(Collected data)
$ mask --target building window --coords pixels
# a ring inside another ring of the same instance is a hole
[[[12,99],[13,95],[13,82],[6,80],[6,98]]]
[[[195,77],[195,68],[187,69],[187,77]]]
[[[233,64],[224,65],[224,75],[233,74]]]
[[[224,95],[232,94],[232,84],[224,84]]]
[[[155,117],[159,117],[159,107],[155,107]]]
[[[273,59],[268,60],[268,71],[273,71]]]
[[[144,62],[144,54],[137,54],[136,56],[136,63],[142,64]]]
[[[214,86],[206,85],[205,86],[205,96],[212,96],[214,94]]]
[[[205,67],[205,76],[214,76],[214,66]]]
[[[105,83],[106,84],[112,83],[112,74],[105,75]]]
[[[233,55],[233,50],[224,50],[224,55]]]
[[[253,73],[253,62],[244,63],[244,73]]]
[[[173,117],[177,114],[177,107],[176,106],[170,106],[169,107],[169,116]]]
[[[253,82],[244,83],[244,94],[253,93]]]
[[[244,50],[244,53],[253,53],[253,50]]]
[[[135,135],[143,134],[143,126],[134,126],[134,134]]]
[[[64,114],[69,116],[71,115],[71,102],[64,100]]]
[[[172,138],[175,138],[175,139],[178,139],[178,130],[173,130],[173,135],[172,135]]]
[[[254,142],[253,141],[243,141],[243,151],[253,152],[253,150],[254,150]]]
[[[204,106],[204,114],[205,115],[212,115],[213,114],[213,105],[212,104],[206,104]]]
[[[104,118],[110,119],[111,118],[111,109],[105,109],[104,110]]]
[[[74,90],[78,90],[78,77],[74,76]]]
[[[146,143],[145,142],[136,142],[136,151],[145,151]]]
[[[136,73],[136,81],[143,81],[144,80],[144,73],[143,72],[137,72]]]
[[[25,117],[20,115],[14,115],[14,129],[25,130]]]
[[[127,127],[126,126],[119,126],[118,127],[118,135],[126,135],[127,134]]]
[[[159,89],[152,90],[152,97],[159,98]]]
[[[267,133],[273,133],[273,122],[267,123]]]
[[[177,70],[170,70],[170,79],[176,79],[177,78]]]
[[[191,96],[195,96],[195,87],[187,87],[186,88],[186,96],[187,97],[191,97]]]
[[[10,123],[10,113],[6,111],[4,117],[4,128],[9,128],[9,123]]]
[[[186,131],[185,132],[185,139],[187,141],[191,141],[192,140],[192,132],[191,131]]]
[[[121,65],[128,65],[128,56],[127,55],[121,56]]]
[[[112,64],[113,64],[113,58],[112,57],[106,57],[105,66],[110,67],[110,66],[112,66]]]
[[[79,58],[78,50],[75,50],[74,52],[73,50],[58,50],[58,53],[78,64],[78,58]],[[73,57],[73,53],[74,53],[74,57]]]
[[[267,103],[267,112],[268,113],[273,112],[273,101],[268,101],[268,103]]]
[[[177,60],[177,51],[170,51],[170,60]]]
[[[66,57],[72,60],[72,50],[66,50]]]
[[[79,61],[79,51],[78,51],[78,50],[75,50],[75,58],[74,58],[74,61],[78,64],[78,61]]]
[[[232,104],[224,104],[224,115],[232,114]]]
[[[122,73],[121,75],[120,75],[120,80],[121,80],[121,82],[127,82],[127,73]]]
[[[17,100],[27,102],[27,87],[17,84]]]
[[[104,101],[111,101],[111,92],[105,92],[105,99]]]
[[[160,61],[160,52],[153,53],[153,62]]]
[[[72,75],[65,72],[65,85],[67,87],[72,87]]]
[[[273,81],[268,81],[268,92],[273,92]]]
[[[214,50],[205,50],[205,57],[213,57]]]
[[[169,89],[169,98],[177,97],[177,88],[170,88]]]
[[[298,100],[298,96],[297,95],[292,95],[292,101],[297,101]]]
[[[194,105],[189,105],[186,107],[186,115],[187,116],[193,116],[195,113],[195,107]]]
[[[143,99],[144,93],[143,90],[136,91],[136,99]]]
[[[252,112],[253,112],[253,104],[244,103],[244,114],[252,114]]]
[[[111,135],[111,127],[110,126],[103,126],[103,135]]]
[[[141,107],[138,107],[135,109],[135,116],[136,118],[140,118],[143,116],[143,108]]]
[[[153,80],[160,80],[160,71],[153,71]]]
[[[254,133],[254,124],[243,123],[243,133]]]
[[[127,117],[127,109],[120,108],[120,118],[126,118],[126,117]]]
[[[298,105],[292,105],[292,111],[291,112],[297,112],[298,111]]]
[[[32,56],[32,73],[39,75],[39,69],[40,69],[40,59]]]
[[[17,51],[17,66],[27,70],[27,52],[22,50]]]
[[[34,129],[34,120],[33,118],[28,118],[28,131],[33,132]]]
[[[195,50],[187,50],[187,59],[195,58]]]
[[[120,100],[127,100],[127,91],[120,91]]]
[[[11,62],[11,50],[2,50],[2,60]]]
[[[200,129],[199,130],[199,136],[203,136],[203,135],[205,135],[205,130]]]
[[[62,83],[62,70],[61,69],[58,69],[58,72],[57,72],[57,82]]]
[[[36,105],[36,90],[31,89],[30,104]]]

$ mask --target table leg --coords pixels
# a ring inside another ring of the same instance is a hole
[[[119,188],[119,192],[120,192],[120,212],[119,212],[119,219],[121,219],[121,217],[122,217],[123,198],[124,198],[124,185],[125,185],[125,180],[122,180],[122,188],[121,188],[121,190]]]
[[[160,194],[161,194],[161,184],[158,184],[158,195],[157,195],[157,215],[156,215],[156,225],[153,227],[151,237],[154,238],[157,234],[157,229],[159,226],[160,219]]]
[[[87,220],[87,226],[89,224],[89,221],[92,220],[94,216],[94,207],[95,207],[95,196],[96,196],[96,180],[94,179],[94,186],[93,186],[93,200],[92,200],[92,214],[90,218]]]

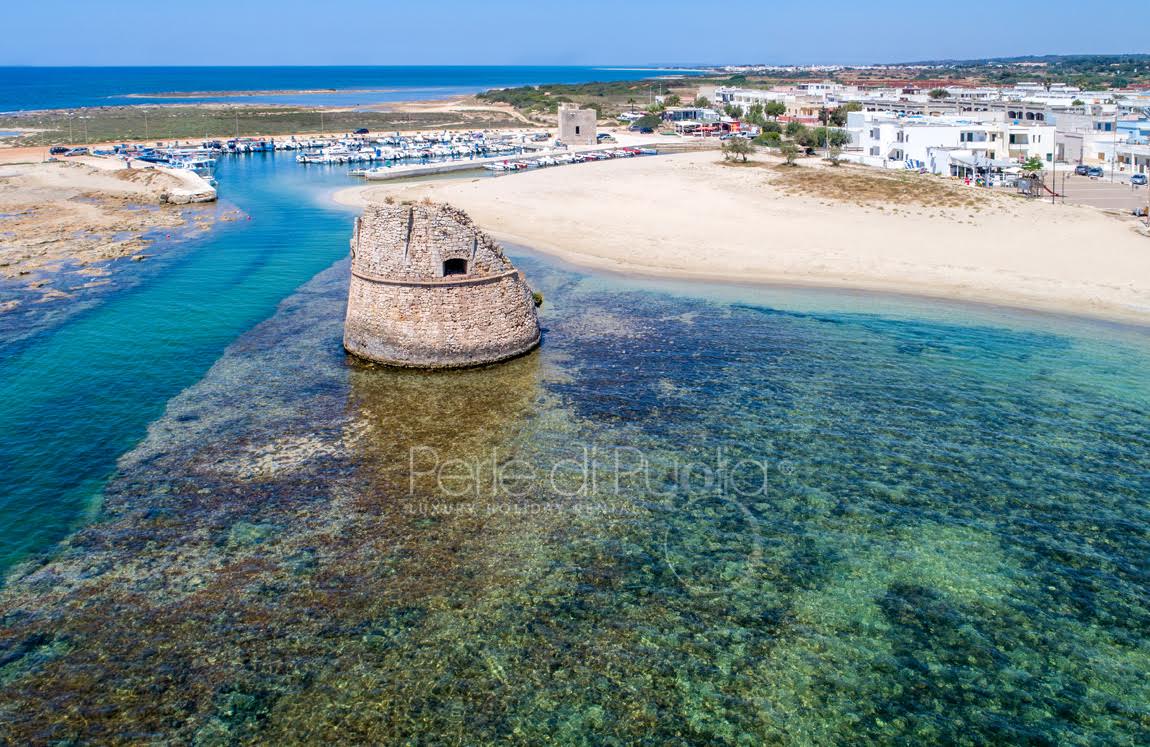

## Activity
Exclude the pictures and give back the rest of the data above exactly as written.

## Exercise answer
$ mask --target building window --coords pixels
# a ring inside another ring of the same instance is a hole
[[[12,99],[13,95],[13,82],[6,80],[6,98]]]
[[[195,77],[195,68],[187,69],[187,77]]]
[[[233,64],[224,65],[224,75],[233,74]]]
[[[224,95],[232,94],[232,84],[224,84]]]
[[[155,117],[159,117],[159,107],[155,107]]]
[[[273,59],[268,60],[268,71],[273,71]]]
[[[144,62],[144,54],[137,54],[136,56],[136,63],[142,64]]]
[[[214,86],[206,85],[205,86],[205,96],[212,96],[214,94]]]
[[[205,67],[205,76],[214,76],[214,66]]]
[[[105,83],[106,84],[112,83],[112,74],[105,75]]]
[[[233,55],[233,50],[224,50],[224,55]]]
[[[253,73],[253,62],[244,63],[244,73]]]
[[[173,117],[177,114],[177,107],[176,106],[170,106],[169,107],[169,116]]]
[[[253,82],[244,83],[244,94],[253,93]]]
[[[244,50],[244,53],[253,53],[253,50]]]
[[[135,135],[143,134],[143,126],[134,126],[134,134]]]
[[[64,114],[69,116],[71,115],[71,102],[64,100]]]
[[[172,138],[175,138],[175,139],[178,139],[178,130],[173,130],[173,135],[172,135]]]
[[[254,142],[253,141],[243,141],[243,151],[253,152],[253,150],[254,150]]]
[[[204,106],[204,114],[205,115],[212,115],[213,114],[213,105],[212,104],[206,104]]]
[[[104,118],[110,119],[111,118],[111,109],[105,109],[104,110]]]
[[[74,90],[78,90],[78,77],[74,76]]]
[[[146,143],[145,142],[136,142],[136,151],[145,151]]]
[[[136,73],[136,81],[143,81],[144,80],[144,73],[143,72],[137,72]]]
[[[25,117],[20,115],[14,115],[14,129],[25,130]]]
[[[127,127],[126,126],[119,126],[118,127],[118,135],[126,135],[127,134]]]
[[[159,89],[152,90],[152,97],[159,98]]]
[[[267,133],[273,133],[273,122],[267,123]]]
[[[177,70],[170,70],[170,79],[176,79],[177,78]]]
[[[191,96],[195,96],[195,87],[187,87],[186,88],[186,96],[187,97],[191,97]]]
[[[10,123],[10,113],[6,111],[4,117],[4,128],[9,128],[9,123]]]
[[[186,131],[185,132],[185,139],[187,141],[191,141],[192,140],[192,132],[191,131]]]
[[[121,65],[128,65],[128,56],[127,55],[121,56]]]
[[[112,64],[113,64],[113,58],[112,57],[106,57],[105,66],[110,67],[110,66],[112,66]]]
[[[79,58],[78,50],[75,50],[74,52],[73,50],[58,50],[58,53],[78,64],[78,58]],[[73,57],[73,53],[74,53],[74,57]]]
[[[267,103],[267,112],[268,113],[273,112],[273,101],[268,101],[268,103]]]
[[[177,60],[177,51],[170,51],[170,60]]]
[[[66,57],[72,60],[72,50],[66,50]]]
[[[79,61],[79,51],[78,51],[78,50],[75,50],[75,58],[74,58],[74,61],[78,64],[78,61]]]
[[[232,104],[224,104],[224,115],[232,114]]]
[[[122,73],[121,75],[120,75],[120,80],[121,80],[121,82],[127,82],[127,73]]]
[[[17,100],[27,102],[27,87],[17,84]]]
[[[104,101],[111,101],[111,92],[105,92],[105,99]]]
[[[160,61],[160,52],[153,53],[153,62]]]
[[[72,75],[65,72],[65,85],[67,87],[72,87]]]
[[[273,81],[268,81],[268,92],[273,92]]]
[[[214,50],[205,50],[205,57],[213,57]]]
[[[169,89],[169,98],[177,97],[177,88],[170,88]]]
[[[298,100],[298,96],[297,95],[292,95],[292,101],[297,101]]]
[[[194,105],[189,105],[186,107],[186,115],[187,116],[193,116],[195,113],[195,107]]]
[[[143,99],[144,93],[143,90],[136,91],[136,99]]]
[[[252,112],[253,112],[253,104],[244,103],[244,114],[252,114]]]
[[[111,135],[111,127],[110,126],[103,126],[103,135]]]
[[[141,107],[138,107],[135,109],[135,116],[136,118],[140,118],[143,116],[143,108]]]
[[[153,80],[160,80],[160,71],[153,71]]]
[[[254,133],[254,124],[243,123],[243,133]]]
[[[127,117],[127,109],[120,108],[120,118],[126,118],[126,117]]]
[[[298,105],[292,105],[292,111],[291,112],[297,112],[298,111]]]
[[[32,56],[32,73],[39,75],[39,69],[40,69],[40,59]]]
[[[17,51],[17,66],[27,70],[27,52],[22,50]]]
[[[34,129],[34,120],[33,118],[28,118],[28,131],[33,132]]]
[[[195,50],[187,50],[187,59],[195,58]]]
[[[120,100],[127,100],[127,91],[120,91]]]
[[[11,62],[11,50],[2,50],[2,60]]]
[[[200,129],[199,130],[199,136],[203,136],[203,135],[205,135],[205,130]]]
[[[62,83],[62,70],[61,69],[58,69],[58,72],[57,72],[57,82]]]
[[[36,105],[36,90],[31,89],[30,104]]]

$ mask --target table leg --coords pixels
# a ring inside another ring of the same instance is a hole
[[[119,188],[119,192],[120,192],[120,212],[119,212],[119,219],[121,219],[121,217],[122,217],[123,198],[124,198],[124,185],[125,185],[125,180],[122,180],[122,188],[121,188],[121,190]]]
[[[160,194],[161,194],[161,184],[158,184],[158,195],[157,195],[157,215],[156,215],[156,225],[153,227],[151,237],[154,238],[157,234],[157,229],[159,226],[160,219]]]
[[[87,220],[87,226],[89,224],[89,221],[92,220],[94,216],[94,207],[95,207],[95,196],[96,196],[96,180],[94,179],[94,186],[93,186],[93,200],[92,200],[92,214],[90,218]]]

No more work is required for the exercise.